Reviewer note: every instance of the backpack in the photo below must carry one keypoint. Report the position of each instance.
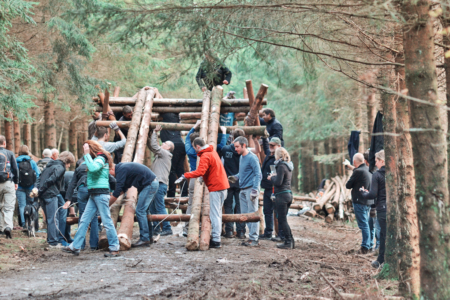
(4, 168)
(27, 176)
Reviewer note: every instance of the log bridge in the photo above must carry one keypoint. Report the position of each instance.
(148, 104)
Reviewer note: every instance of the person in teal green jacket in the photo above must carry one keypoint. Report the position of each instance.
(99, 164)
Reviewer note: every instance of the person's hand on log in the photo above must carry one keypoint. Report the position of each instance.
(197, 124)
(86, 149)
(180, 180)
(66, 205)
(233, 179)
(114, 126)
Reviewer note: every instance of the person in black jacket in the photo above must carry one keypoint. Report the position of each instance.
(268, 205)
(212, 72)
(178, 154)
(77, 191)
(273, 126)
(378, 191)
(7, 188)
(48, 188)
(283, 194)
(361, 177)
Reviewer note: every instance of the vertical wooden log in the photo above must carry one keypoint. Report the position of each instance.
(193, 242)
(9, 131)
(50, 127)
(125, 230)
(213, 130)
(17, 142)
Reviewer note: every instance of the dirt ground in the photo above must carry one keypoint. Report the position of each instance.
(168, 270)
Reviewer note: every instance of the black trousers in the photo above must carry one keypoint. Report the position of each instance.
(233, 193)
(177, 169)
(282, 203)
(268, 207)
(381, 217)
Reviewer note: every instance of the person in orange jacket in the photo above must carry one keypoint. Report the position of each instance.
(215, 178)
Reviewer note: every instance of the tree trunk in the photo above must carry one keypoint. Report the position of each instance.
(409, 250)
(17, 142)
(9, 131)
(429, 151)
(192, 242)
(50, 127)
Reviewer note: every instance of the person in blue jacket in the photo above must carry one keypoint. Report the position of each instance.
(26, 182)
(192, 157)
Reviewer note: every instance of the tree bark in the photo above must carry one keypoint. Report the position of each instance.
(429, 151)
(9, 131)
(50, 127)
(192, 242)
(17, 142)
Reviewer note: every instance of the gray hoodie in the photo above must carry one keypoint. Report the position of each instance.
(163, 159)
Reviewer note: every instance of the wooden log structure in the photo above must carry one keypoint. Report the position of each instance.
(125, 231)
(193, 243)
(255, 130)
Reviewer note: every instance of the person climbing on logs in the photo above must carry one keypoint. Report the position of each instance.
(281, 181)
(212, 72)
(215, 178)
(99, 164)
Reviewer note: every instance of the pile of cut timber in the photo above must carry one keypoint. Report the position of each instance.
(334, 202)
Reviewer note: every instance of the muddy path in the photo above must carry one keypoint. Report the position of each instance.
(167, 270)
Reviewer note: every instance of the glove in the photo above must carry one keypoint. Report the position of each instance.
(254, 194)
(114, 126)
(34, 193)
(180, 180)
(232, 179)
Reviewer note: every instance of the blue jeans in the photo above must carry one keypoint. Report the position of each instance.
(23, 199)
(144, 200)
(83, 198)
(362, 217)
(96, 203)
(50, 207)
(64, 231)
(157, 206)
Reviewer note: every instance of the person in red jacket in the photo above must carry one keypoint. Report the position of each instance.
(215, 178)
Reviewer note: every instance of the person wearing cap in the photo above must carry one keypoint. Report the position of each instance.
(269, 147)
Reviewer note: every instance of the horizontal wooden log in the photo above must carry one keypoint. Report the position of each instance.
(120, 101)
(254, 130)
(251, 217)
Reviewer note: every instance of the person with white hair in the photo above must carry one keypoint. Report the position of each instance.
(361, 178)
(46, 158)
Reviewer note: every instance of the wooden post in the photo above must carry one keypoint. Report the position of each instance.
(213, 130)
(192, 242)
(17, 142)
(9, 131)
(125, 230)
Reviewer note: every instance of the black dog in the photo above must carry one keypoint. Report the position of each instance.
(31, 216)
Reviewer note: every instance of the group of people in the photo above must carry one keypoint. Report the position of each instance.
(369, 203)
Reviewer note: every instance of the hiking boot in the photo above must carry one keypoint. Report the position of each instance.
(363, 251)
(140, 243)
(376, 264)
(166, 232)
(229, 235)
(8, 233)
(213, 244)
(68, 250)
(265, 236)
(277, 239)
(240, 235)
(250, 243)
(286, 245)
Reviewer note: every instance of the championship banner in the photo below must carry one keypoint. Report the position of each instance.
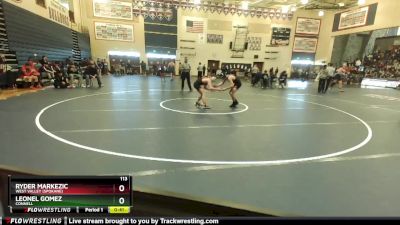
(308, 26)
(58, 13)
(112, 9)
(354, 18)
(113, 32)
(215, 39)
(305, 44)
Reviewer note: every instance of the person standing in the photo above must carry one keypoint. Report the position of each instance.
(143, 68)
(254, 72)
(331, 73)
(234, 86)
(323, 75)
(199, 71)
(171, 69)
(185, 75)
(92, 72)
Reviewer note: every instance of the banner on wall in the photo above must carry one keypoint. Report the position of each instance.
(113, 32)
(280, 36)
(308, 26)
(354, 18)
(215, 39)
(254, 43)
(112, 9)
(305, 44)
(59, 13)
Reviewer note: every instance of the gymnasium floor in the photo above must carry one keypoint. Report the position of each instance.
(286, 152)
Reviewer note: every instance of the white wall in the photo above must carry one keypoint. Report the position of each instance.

WORK REQUEST: Write every line of the data out again exactly, leaving out all images.

OUTPUT:
Reviewer note: every instance of the backpack in the photo below must carry one keypoint. Report the position of each instance.
(4, 168)
(27, 176)
Reviewer note: every instance of the log bridge in the photo above must carry one keypoint. Report the position of each instance.
(148, 104)
Reviewer note: every instance of the person in teal green jacket in the photo above must carry one keypoint. Report the position of each instance.
(99, 164)
Reviewer note: every instance of the person's hand on log in the photo above must carry one keypoint. Report the position of each instance.
(197, 124)
(86, 149)
(180, 180)
(66, 205)
(233, 179)
(114, 126)
Reviewer note: every instance of the person in black jacket in the photo above must carry one keypoint. Report the position of each instance.
(268, 205)
(212, 72)
(178, 154)
(77, 191)
(273, 126)
(378, 191)
(7, 188)
(48, 188)
(283, 194)
(361, 177)
Reviewer note: every instance of the vertical wooden log in the photo above must carry one keypoint. Report the position of each instance.
(193, 242)
(9, 131)
(50, 127)
(125, 230)
(213, 130)
(17, 142)
Reviewer note: every instance of the dirt ground in the photo above must carry one keypoint. Report the position of each instance.
(168, 270)
Reviewer note: every instance of the black trousers in the photo above must carry one keypoint. Report the position of each instance.
(233, 193)
(177, 169)
(282, 203)
(268, 207)
(381, 217)
Reviewer note: every instance of the person in orange jacket in the photo above must carry one keypoint. Report the position of each instance.
(215, 178)
Reviewer note: every instance of the tree trunk in the photo above must carry one keypoint. Report the position of each instance.
(409, 250)
(17, 142)
(9, 131)
(429, 151)
(192, 242)
(50, 127)
Reviewer note: every instance of the person in blue jacket in the photo above must carry one keypoint. Report the position of each instance.
(26, 182)
(192, 157)
Reviewer note: every instance of the tree bark in the photo above must carry one keypoint. Report the position of each instance.
(429, 151)
(9, 131)
(50, 127)
(192, 242)
(17, 142)
Reviewer note: every instance of the gray hoodie in the photo above must carry one keypoint. Report the position of each instance.
(163, 159)
Reviewer note: every instance of the wooden log structure in the photo above must carry one keypoint. Report the position of each instance.
(125, 231)
(193, 243)
(255, 130)
Reviewer note: every instance of the person climbing on logs in the photo above must carry one keypoint. Report the position of each instance.
(281, 181)
(212, 72)
(215, 178)
(99, 164)
Reviewer note: every instance of the pile of cut timber in the photo above must carry one keypoint. Report the position of each instance.
(334, 202)
Reviewer note: every instance of the muddy path in the photo above must carry one keypoint. Report the position of each instance.
(167, 270)
Reviewer note: every instance of the glove in the photo above must carry one keypoint. Report the position of each instance.
(254, 194)
(114, 126)
(34, 193)
(180, 180)
(232, 179)
Reviewer note: every instance of the blue jeans in the photo above must carry one keypoint. Report the position of each instance.
(23, 199)
(144, 200)
(83, 198)
(362, 217)
(96, 203)
(50, 207)
(64, 231)
(157, 206)
Reviewer note: every instance of the person in red jacket in the photo above must carry one keypoint. Report the position of each instance.
(215, 178)
Reviewer note: every instance of the person wearing cap in the photo above must carry one keypoint. Report the position of each instance.
(269, 147)
Reviewer note: every instance of the horizontal wooden log in the photo above must carry one keypoint. Report the position of each instance.
(120, 101)
(254, 130)
(251, 217)
Reviewer note: every instance of the person with white hair in the photo above must carry one keypoint. Report the position of each instance.
(361, 178)
(46, 158)
Reviewer note: every instance of the wooden post in the photo above must carry one keypoint. Report the position of each instance.
(213, 130)
(192, 242)
(17, 142)
(9, 131)
(125, 230)
Reviewer note: every instance of the black dog in the photo above must carry one keypoint. Report the position of each instance.
(31, 216)
Reviewer note: every instance of the group of people in the photo above must carry one keypoint. Report the position of each instance.
(369, 203)
Reviewer note: every instance of the hiking boot in the photo above must carry one keypoint. Report the position of each instance.
(363, 251)
(140, 243)
(376, 264)
(166, 232)
(229, 235)
(8, 233)
(213, 244)
(68, 250)
(265, 236)
(277, 239)
(240, 235)
(250, 243)
(286, 245)
Reviewer note: every instance of the championship banner in the photo below must carry one keypoint. Report the position of each instance.
(308, 26)
(58, 13)
(112, 9)
(354, 18)
(113, 32)
(215, 39)
(305, 44)
Reviewer note: every instance of the person standing in the photo above must carry one keypoint. Report the position of each instance.
(143, 68)
(254, 72)
(331, 73)
(234, 86)
(323, 75)
(199, 71)
(171, 69)
(185, 75)
(92, 72)
Reviewer note: every instance of the banner on wall in the photo above must carry one keypoint. Report the position of each instance.
(113, 32)
(280, 36)
(308, 26)
(354, 18)
(215, 39)
(254, 43)
(112, 9)
(305, 44)
(59, 13)
Reviewer note: every instance of the gymnasium floor in the photo above must carry one keypoint. Report the position of each instance.
(286, 152)
Reviewer note: every instance of the white wall in the photo above must carry one keypoint. Report the position of each instance.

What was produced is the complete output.